[Stored data]
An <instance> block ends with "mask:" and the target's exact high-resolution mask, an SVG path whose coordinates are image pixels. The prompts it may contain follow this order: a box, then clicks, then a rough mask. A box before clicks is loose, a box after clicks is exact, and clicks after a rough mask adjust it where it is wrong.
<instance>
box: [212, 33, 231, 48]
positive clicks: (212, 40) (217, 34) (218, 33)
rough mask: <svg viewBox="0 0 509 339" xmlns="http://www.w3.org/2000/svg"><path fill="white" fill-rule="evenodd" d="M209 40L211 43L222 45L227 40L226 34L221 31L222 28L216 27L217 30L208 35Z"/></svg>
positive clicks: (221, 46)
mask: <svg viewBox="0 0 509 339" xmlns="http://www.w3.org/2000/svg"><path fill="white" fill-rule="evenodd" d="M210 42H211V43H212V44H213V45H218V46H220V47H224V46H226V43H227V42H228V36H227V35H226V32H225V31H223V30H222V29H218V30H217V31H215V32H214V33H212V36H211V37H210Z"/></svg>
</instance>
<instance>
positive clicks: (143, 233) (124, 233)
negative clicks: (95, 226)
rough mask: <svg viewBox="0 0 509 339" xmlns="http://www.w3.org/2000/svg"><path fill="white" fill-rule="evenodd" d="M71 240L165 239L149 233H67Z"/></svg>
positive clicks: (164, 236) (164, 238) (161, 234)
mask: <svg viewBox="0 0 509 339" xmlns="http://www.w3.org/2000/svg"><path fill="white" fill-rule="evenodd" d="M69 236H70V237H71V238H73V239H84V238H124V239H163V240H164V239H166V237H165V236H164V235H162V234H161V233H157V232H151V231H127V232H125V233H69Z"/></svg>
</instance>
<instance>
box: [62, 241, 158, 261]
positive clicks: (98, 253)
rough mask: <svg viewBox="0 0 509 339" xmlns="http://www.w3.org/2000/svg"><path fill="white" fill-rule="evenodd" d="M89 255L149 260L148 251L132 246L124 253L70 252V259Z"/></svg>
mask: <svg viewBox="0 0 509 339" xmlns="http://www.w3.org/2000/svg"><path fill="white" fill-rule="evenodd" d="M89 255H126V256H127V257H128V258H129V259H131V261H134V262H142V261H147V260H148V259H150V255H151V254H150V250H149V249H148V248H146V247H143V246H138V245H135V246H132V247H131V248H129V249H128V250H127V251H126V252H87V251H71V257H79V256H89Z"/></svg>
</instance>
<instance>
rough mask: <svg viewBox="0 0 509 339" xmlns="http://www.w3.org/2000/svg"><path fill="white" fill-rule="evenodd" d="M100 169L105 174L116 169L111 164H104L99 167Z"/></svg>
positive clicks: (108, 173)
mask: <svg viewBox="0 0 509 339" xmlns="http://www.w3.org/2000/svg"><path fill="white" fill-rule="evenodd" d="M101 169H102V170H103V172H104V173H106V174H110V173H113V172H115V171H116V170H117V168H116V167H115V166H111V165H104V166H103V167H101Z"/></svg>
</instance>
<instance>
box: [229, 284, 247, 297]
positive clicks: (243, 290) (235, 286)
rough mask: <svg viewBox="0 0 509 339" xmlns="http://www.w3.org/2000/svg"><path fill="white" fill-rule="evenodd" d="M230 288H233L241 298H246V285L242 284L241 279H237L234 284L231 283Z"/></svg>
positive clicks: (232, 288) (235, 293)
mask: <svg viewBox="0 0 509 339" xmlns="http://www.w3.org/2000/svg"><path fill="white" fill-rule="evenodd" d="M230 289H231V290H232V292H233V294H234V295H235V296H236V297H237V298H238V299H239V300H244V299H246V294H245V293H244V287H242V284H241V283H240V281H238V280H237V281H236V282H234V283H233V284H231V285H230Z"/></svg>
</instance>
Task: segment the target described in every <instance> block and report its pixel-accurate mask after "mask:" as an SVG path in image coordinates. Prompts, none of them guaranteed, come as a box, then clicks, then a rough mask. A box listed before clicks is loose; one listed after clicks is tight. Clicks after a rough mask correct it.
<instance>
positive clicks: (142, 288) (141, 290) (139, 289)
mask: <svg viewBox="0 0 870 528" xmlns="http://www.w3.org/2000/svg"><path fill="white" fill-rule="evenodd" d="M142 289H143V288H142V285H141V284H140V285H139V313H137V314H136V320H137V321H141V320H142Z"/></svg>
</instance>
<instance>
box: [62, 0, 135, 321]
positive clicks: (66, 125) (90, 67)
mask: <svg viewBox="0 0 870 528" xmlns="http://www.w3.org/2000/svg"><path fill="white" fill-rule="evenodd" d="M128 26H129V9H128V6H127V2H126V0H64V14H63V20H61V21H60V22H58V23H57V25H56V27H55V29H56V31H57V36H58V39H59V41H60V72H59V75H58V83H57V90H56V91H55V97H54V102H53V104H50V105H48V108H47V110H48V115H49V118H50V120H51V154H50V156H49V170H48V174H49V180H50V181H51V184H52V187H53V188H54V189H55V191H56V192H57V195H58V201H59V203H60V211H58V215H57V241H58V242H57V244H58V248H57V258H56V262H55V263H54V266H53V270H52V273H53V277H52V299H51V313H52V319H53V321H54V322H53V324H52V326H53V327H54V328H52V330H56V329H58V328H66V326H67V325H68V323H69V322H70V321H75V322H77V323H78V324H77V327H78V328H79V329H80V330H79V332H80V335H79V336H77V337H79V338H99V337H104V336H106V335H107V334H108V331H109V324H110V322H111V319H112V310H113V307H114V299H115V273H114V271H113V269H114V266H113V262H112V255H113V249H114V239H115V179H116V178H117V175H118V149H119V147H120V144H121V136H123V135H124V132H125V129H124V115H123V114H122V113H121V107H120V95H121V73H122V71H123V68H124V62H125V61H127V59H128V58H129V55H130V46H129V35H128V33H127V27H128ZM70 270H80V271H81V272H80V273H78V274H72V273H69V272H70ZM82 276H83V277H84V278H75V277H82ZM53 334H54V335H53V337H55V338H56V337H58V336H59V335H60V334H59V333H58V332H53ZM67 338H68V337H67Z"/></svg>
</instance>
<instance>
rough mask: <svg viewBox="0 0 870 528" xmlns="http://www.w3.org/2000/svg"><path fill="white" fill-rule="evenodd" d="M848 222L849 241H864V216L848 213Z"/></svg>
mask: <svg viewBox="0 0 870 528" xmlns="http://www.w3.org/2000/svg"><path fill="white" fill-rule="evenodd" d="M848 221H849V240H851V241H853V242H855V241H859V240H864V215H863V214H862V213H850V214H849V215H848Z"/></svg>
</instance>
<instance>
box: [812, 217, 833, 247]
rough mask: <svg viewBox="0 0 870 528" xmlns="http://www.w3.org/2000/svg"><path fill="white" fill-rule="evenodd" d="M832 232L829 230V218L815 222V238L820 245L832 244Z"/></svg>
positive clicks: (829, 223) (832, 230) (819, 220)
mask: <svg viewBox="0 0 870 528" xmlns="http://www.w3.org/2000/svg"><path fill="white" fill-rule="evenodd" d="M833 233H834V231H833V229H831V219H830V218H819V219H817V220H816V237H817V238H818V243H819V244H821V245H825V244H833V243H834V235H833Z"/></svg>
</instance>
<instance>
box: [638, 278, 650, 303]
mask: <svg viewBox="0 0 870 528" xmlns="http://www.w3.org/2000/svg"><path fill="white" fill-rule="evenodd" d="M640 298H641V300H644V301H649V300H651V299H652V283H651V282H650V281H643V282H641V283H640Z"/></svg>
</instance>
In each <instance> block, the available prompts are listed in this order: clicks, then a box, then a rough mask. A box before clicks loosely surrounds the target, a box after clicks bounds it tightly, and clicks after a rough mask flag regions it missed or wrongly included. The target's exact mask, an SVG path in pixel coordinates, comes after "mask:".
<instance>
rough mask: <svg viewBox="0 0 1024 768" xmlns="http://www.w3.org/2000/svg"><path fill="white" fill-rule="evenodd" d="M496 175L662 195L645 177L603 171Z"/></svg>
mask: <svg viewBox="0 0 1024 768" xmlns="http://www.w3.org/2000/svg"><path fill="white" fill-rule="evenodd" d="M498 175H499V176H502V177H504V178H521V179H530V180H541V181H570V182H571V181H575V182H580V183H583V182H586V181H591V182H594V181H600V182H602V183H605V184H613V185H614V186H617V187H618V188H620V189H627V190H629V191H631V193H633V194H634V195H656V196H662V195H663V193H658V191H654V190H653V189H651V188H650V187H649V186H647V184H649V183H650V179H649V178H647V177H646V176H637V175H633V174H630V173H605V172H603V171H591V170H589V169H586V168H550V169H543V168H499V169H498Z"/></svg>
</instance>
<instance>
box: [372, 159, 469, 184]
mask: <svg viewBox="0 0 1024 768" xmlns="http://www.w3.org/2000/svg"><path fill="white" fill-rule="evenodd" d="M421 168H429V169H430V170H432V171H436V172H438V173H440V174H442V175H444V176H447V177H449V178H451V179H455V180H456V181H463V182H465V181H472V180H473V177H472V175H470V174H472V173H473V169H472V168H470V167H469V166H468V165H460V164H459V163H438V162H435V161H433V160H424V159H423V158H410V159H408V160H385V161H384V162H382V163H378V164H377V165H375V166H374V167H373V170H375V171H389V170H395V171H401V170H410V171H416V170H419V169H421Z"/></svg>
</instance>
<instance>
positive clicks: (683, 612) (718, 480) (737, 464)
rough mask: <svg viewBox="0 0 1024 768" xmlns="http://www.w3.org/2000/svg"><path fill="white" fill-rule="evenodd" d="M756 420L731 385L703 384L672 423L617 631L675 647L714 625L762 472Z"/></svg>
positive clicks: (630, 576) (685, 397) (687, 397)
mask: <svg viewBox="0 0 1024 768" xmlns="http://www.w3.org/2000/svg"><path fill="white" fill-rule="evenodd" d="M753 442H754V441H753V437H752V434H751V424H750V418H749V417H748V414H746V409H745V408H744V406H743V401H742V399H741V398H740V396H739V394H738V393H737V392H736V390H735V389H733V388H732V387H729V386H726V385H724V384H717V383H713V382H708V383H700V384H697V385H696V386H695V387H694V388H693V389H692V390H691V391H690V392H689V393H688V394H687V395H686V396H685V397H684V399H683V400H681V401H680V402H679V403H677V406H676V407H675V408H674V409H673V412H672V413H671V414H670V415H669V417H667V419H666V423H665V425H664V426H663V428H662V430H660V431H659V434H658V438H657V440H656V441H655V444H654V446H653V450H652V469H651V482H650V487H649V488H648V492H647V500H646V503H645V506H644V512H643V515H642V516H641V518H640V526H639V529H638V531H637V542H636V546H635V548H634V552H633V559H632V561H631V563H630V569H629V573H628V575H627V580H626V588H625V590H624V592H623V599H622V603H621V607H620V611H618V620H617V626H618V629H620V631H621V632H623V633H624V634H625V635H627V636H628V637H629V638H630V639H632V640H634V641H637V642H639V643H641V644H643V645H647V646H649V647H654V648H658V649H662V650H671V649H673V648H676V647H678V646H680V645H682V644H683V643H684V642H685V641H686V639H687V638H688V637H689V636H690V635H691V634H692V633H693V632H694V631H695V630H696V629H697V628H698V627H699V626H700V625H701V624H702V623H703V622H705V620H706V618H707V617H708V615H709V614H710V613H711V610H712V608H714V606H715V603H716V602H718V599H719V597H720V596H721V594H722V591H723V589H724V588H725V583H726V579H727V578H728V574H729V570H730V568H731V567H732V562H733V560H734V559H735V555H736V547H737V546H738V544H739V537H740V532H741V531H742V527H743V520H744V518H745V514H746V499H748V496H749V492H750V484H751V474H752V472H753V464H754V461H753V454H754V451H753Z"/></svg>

TRY IT:
Only lines containing the string "this" are needed. Pull each of them out of the records above.

EXERCISE ANSWER:
An <instance> block ends with "mask:" and the target's exact high-resolution mask, an SVG path whose coordinates are image pixels. The prompts it may contain follow this order: a box, then clicks, then a rough mask. A box before clicks is loose, a box after clicks is exact, and clicks after a rough mask adjust it where it is wrong.
In each <instance> block, the available prompts are listed in this order: clicks, then a box, then a rough mask. A box before clicks loosely surrounds the target, a box after clicks bounds it tightly, and clicks after a rough mask flag regions it missed or wrongly included. The target's exact mask, an SVG path in pixel coordinates, comes after "mask:".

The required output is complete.